# Prompt A
In the text about the guardianship settlement checks, who were the payees on the $15,000 check?
# Prompt B
Continue the account of the guardianship settlement checks after its final sentence.

Following the settlement meeting on May 3, 1987, Duggins stated that he had some *424 business in the Delta to tend to and that he would not be returning to Vicksburg immediately. Since Barfield had an appointment in Port Gibson, he agreed to give Mary and Willie a ride back to Vicksburg. Unbeknownst to Duggins, when the settlement papers were signed at the courthouse, the attorney for the insurance company handed Barfield two settlement checks. The first check was made payable to the guardianship and Barfield in the amount of $54,289. The second check was for $15,000, made payable to Mary Huntley, Willie Washington and Barfield. Duggins' name did not appear on either check because neither the insurance company nor its attorney had knowledge of Duggins' involvement. Since Duggins neither heard anything about Lancaster's having the settlement checks with him nor saw any evidence that the checks would be disbursed on that day, Duggins allegedly told Barfield after the meeting not to cash any checks until they got the settlement amount straightened out. Duggins believed that the insurance company would mail the checks at a later date.

After leaving Mayersville, Barfield, Mary and Willie stopped at the First National Bank of Vicksburg to establish a guardianship account for Maurice. Barfield instructed Liz Burnette, a bank employee, that a trust account needed to be set up for Maurice and that the only way funds could be disbursed from that account would be by court order. Barfield told Burnette that he did not have the guardianship papers with him at that time, but he would bring them to the bank within the next few days. Barfield deposited the two checks totalling $69,289 into the newly opened account and immediately wrote a check to Mary Huntley and Willie Washington in the amount of $14,500, which was the parents' settlement from the insurance company. The remaining $500 was given to Barfield to repay him for money that he had loaned the parents to pay for the gasoline used in transporting Maurice to University Medical Center. The parents used this $14,500 to purchase a new car for transporting Maurice to and from his treatments in Jackson as well as to make some minor repairs on their home. This $15,000 amount was not included in the $95,500 settlement amount with the guardianship.

Barfield did not stop there with his check writing. That same day, he wrote a $12,500 check made payable to his wife, Deborah Barfield, and another check in the amount of $15,500 made payable to Kenneth E. Byrd. Barfield also wrote as many as seven more checks for cash over the next few weeks. After Barfield told Duggins that he would draft the amended order to reflect the $161,000 settlement, he stopped by Duggins' office on May 11 and delivered a $27,000 attorneys' fees check drawn on the trust account. It was then that Duggins realized that Barfield had set up his own trust account for the minor without Duggins' name appearing anywhere on the account. Duggins believed that this fee payment was based on 40% of $161,000, rather than the $95,500 figure listed on the settlement document executed on May 3. When Duggins asked about the additional amount of attorneys' fees, Barfield allegedly told him that he expected to settle a "big case" real soon so he was not going to take any attorneys' fees in this case. Rather, he wanted the guardianship to have his share of the fees. Relying upon Barfield's assurances that he would draft the amended decree, Duggins deposited the $27,000 check.

Collection entries:
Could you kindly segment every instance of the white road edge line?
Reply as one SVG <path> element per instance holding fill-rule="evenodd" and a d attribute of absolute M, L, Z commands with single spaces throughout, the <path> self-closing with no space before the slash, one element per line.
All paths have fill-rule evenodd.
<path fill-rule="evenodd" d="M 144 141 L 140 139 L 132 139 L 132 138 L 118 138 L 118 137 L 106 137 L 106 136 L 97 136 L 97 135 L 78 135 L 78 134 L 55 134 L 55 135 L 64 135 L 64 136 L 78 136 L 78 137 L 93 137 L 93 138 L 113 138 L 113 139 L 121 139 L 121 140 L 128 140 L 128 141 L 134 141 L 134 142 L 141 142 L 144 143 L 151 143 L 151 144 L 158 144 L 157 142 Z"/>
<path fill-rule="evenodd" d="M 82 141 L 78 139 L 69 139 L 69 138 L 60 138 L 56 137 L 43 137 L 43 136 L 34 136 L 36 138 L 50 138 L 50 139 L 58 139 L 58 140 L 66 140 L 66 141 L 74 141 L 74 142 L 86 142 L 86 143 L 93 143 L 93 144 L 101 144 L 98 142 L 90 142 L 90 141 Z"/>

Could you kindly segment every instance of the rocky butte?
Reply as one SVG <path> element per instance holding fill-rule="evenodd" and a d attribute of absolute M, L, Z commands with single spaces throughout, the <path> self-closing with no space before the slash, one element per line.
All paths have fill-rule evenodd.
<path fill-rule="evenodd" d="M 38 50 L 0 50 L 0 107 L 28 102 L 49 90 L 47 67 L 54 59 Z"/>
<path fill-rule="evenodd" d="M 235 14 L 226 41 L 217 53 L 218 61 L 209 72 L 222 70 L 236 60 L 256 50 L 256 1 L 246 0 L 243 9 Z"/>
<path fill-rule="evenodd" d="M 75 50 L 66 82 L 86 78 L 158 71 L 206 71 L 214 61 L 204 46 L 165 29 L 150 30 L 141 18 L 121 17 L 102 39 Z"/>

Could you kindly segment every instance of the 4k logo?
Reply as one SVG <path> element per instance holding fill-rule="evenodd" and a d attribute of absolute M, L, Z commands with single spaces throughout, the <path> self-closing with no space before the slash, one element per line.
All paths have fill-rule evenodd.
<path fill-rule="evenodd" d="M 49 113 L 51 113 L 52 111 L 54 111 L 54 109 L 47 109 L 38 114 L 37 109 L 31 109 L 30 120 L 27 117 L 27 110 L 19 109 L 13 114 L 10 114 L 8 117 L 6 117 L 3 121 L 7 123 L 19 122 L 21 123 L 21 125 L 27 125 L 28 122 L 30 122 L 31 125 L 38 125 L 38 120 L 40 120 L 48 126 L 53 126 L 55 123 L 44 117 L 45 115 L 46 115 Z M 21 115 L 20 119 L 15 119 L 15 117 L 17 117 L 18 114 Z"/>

# Answer area A
Mary Huntley, Willie Washington and Barfield.

# Answer area B
On May 10, Barfield, Mary, and Willie met at the bank in order to file the proper guardianship papers. Duggins was scheduled to meet them there earlier, but by the time he arrived, all the paperwork was completed. When he did arrive, he asked Mary and Willie if they were satisfied with everything, and they both replied that they were. While there, Barfield purchased a $1,200 Certificate of Deposit for the guardianship, using guardianship funds. When everyone was leaving the bank, Barfield handed Willie a receipt which showed the total attorneys' fees at $53,589. Willie thought the figure to be odd, but said nothing. Willie contacted Duggins the first week of August to ask him for a copy of the employment contract for legal services. Willie returned two days later when he told Duggins that he and Barfield owed the guardianship money. Duggins had no idea what Willie was talking about, but assured him that he would contact Barfield *425 to find out what was happening. After copying Willie's file for him, Duggins tried to reach Barfield, only to speak with his wife. Duggins explained to her that there might be some money unaccounted for and that he needed to speak with her husband as soon as possible. Barfield never returned his call, but Duggins received a short memo from Barfield in the mail the next day. Barfield's memo stated that he was moving to Tennessee and that he would be back through Vicksburg later that month to deposit excess money after all of the medical and hospital bills were satisfied.

It was at that point that Duggins really became concerned. Duggins immediately called Mr. Brister at the Hinds County Circuit Clerk's office to ask him to look up the case number listed on the purported "complaint." Mr. Brister did not assist Duggins at that point, but asked Duggins to put his request in the form of a letter. Shortly thereafter, Duggins received a letter from Brister stating that the number that Duggins had inquired about belonged to a case Barfield had filed two years earlier. He also confirmed that no case had ever been filed on behalf of Maurice Washington in Hinds County.

Duggins accepted the $27,000 check upon the belief that suit had been filed and that the settlement was to be amended to reflect a settlement of $161,000. Once it was determined that the net present cash value of the settlement was $95,500 and not $161,000, and that the suit had not ever been filed, the proper amount of attorneys' fees had to be recalculated. In the initial settlement decree, the chancellor approved attorneys' fees of $38,200 of which each attorney would receive $19,100. However, this determination was premised on the belief that suit had been filed and the 40% was therefore applicable. The terms of the structured settlement included a $69,289 initial payment, $150 a month payment to Maurice until he reached age eighteen, an $8,000 payment due in two years, a $15,000 payment to Maurice at age nineteen, a $25,000 payment at age twenty-six, and a $100,000 payment at age thirty-one.

After all of Barfield's deceit was finished, the only thing remaining from the initial $69,298 May 3, 1988, deposit was the $1,200 Certificate of Deposit. Duggins contacted the State Bar Association about filing a claim in an effort to restore guardianship money that had been misappropriated by bar members. Barfield has subsequently been disbarred and has plead guilty to a felony and was sentenced to the penitentiary. Although this three year sentence was suspended, Barfield was ordered to a restitution center in an effort to repay for his inexcusable actions.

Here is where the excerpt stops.